(Shape annotation entries)
# # # # #
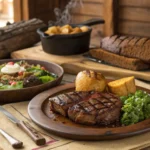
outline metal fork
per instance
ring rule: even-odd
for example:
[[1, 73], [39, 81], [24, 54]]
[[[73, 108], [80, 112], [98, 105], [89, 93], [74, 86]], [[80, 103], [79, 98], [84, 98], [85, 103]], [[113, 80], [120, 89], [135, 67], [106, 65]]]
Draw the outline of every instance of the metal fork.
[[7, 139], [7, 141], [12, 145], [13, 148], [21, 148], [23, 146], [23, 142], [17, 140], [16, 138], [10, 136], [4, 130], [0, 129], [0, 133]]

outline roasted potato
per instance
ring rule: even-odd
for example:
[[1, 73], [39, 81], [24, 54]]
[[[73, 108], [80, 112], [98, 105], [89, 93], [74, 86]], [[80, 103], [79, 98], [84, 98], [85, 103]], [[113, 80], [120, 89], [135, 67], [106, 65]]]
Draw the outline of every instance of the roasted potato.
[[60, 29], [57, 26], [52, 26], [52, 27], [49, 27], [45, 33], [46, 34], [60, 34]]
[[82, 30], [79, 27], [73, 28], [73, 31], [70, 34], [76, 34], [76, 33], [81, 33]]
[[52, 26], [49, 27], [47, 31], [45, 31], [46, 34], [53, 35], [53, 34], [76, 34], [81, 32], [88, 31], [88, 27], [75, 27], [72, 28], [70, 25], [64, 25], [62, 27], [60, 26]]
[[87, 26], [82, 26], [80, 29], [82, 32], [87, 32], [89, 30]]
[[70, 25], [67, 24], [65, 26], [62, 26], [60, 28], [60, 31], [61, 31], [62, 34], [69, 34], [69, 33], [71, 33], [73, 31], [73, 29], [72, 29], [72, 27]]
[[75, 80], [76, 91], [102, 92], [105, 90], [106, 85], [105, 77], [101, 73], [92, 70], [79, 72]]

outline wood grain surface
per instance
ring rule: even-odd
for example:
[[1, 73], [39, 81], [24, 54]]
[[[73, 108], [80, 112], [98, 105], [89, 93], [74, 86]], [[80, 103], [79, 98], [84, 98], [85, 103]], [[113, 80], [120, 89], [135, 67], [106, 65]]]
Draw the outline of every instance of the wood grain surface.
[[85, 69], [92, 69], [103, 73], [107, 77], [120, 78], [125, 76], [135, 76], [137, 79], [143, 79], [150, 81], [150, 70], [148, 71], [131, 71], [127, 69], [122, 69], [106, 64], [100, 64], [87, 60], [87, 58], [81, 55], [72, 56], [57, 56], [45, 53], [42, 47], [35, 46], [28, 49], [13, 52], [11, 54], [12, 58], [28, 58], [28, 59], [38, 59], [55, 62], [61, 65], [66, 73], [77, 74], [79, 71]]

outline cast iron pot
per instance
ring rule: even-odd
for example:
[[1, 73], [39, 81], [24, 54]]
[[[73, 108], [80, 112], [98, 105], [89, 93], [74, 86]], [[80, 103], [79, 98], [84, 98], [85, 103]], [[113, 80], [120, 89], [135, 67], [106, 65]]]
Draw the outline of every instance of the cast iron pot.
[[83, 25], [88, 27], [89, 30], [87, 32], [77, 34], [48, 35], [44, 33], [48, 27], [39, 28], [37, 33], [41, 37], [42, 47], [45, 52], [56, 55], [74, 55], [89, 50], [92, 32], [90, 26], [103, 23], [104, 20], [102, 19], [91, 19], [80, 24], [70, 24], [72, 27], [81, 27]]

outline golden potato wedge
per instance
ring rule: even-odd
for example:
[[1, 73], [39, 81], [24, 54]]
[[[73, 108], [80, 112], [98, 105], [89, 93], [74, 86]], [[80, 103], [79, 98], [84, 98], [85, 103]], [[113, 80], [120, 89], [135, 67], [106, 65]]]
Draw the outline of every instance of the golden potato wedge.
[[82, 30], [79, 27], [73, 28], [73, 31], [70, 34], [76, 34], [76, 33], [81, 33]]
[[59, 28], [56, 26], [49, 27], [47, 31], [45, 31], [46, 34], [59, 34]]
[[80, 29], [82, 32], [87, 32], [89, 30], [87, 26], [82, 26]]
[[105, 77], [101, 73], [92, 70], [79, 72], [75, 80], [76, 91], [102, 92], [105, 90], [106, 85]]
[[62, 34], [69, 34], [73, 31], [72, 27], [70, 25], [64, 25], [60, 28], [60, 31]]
# # # # #
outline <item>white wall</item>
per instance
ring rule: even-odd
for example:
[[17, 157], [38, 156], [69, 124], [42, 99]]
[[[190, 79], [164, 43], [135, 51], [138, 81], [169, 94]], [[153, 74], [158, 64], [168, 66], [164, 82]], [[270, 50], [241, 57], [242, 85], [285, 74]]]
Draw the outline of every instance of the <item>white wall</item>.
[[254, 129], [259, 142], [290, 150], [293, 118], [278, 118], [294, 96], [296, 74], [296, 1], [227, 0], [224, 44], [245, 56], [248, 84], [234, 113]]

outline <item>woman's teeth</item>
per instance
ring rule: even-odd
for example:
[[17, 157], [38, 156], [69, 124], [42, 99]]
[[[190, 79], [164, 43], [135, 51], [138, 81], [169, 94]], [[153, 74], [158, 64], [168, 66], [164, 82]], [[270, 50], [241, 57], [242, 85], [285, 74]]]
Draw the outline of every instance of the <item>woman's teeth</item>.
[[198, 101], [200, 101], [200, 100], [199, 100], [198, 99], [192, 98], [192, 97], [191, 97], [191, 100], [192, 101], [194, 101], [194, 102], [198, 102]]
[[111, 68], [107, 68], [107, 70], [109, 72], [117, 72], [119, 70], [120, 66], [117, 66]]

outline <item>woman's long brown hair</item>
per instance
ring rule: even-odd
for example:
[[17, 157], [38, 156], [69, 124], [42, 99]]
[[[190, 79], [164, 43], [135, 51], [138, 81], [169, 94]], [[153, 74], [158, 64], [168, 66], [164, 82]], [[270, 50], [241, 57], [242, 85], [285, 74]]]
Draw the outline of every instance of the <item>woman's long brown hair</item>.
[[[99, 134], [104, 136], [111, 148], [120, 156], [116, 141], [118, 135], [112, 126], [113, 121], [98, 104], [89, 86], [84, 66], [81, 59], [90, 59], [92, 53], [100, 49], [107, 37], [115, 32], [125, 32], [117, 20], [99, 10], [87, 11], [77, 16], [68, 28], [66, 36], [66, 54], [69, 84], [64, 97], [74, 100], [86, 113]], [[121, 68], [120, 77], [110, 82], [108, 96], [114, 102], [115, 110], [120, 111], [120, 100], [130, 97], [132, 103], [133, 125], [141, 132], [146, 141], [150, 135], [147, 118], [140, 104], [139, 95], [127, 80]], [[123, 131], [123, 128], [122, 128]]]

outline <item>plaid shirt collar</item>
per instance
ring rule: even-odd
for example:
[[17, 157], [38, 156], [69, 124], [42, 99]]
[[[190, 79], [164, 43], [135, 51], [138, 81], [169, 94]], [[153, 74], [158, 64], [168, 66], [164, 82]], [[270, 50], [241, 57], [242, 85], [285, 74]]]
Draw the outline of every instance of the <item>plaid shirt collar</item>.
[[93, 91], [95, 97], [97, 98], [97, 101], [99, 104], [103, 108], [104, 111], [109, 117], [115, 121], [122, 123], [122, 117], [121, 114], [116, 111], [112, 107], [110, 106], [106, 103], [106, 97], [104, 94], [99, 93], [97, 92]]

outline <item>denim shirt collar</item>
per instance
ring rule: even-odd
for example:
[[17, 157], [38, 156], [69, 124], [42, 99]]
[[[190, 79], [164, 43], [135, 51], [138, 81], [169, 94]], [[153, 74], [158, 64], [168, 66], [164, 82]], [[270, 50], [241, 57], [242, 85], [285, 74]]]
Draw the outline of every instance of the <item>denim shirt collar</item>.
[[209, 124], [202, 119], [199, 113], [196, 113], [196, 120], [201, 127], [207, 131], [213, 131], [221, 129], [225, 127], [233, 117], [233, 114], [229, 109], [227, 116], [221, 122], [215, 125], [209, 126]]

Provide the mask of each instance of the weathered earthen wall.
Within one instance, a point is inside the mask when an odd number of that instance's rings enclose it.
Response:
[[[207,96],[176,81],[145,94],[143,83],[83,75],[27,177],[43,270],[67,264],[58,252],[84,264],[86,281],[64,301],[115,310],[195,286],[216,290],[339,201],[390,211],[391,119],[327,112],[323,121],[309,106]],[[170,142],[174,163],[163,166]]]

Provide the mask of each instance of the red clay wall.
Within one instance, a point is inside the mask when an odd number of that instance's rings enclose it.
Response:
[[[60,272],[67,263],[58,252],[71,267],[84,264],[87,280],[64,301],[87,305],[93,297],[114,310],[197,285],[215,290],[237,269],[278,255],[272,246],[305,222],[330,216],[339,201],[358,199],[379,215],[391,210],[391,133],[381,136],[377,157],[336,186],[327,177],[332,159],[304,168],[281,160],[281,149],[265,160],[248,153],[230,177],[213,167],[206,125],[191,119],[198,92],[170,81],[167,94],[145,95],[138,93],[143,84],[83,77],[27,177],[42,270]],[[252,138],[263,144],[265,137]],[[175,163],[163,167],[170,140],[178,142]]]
# # # # #
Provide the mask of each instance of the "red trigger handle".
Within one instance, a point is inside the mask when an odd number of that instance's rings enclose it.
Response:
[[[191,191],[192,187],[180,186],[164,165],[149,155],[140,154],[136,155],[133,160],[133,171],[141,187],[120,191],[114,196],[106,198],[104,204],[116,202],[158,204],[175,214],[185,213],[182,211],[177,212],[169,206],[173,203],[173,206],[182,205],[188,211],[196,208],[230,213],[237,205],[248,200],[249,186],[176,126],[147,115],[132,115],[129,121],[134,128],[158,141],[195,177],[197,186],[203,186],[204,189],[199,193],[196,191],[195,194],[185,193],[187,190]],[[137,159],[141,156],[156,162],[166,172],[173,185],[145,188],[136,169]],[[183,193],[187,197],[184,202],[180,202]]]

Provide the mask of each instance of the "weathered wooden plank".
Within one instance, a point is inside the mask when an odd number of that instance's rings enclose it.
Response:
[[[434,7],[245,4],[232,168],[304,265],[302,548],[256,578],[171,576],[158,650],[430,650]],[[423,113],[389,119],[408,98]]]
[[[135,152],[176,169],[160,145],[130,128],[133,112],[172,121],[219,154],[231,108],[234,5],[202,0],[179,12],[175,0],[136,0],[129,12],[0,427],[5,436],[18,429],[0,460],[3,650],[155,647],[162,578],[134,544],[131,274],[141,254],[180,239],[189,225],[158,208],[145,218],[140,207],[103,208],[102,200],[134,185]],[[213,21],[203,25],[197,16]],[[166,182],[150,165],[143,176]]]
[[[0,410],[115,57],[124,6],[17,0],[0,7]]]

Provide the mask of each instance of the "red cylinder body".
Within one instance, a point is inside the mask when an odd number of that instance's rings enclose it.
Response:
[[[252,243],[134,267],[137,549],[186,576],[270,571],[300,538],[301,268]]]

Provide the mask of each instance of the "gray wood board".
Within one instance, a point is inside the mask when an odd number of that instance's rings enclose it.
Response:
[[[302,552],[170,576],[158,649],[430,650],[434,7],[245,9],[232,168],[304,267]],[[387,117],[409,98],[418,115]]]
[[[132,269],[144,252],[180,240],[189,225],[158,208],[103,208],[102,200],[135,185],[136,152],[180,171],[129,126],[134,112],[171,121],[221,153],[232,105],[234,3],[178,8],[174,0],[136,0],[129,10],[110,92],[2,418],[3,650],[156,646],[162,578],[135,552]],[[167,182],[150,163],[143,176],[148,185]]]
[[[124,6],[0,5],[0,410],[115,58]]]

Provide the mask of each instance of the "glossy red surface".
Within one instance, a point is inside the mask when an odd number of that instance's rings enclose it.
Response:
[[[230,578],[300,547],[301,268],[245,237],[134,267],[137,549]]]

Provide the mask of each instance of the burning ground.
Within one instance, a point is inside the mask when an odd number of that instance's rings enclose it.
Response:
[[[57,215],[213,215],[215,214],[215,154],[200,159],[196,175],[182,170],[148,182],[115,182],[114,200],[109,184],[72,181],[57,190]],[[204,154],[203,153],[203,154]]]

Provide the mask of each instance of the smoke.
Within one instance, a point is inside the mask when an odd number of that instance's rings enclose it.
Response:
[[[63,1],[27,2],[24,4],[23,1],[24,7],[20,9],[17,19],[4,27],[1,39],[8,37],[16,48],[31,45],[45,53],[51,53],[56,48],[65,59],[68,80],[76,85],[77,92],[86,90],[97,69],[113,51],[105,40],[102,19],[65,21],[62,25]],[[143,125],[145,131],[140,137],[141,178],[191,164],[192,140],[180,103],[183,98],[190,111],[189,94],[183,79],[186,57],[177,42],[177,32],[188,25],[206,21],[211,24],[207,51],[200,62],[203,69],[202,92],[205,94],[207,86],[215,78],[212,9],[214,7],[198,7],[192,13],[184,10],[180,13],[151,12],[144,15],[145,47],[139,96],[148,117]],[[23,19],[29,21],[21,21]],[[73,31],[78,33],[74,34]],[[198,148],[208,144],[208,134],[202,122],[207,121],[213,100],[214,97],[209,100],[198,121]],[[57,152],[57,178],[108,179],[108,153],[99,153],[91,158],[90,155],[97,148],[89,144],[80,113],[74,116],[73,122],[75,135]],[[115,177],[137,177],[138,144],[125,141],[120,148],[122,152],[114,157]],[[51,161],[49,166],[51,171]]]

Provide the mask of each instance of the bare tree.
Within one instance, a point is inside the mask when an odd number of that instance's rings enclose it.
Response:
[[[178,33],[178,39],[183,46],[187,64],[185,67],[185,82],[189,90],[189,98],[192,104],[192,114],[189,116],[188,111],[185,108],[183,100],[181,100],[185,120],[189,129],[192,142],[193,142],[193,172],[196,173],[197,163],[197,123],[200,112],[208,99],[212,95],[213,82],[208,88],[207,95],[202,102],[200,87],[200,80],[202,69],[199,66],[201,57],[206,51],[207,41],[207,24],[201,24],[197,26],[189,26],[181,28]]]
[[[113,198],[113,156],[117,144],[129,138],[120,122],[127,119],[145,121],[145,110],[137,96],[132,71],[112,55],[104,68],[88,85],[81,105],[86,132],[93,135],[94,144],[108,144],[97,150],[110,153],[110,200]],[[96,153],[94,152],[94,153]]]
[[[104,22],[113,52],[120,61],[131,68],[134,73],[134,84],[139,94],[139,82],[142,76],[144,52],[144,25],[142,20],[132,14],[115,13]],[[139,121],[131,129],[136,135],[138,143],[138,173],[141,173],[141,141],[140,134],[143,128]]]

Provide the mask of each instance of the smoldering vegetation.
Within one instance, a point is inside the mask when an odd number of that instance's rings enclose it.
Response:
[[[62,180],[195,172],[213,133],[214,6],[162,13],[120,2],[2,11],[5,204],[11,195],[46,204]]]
# # # # #
# Goal
Give the listing again from the line containing "outline metal fork" through the line containing "129], [0, 133]]", substituting "steel fork" for "metal fork" and leaving everything else unchanged.

# Solution to this task
outline steel fork
per instance
ring rule: even-odd
for example:
[[1, 73], [39, 81], [24, 54]]
[[[73, 108], [80, 112], [98, 105], [89, 93], [74, 86]], [[80, 103], [79, 98], [84, 98], [85, 103]], [[113, 80], [120, 89], [135, 67], [106, 65]]]
Draw the outline of every instance of the steel fork.
[[7, 139], [7, 141], [12, 145], [13, 148], [21, 148], [23, 146], [23, 142], [17, 140], [16, 138], [10, 136], [4, 130], [0, 129], [0, 133]]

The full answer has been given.